_WORK TASK_
Exact repetition, please: start with the line where "# tag every instance of the heron's tail" appears and stop after the final line of the records.

_PROVIDED DATA_
===

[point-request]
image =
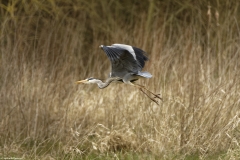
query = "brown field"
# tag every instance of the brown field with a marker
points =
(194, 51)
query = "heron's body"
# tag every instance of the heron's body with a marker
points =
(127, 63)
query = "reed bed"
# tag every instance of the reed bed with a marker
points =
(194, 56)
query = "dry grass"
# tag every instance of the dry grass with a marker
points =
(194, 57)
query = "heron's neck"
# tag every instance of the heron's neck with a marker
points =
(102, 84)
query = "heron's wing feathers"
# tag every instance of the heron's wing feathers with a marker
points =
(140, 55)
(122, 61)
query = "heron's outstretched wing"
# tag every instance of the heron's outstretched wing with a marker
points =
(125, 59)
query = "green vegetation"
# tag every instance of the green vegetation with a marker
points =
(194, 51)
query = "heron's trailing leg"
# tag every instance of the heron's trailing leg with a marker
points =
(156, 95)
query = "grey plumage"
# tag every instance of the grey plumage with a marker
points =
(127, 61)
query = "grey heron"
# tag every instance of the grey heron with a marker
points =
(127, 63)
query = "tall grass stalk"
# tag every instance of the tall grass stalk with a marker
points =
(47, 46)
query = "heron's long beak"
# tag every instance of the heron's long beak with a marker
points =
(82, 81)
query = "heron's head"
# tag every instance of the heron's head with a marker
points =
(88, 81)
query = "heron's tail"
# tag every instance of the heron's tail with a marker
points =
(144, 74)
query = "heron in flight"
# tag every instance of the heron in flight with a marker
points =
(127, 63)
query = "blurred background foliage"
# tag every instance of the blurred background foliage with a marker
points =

===

_YOUR RESPONSE_
# tag every instance of the heron's tail with a marker
points =
(144, 74)
query = "heron in flight"
# tag every instance of the heron in flight with a marker
points =
(127, 63)
query = "blurred background foliage"
# tag every instance of the blurred background foliage with a marker
points =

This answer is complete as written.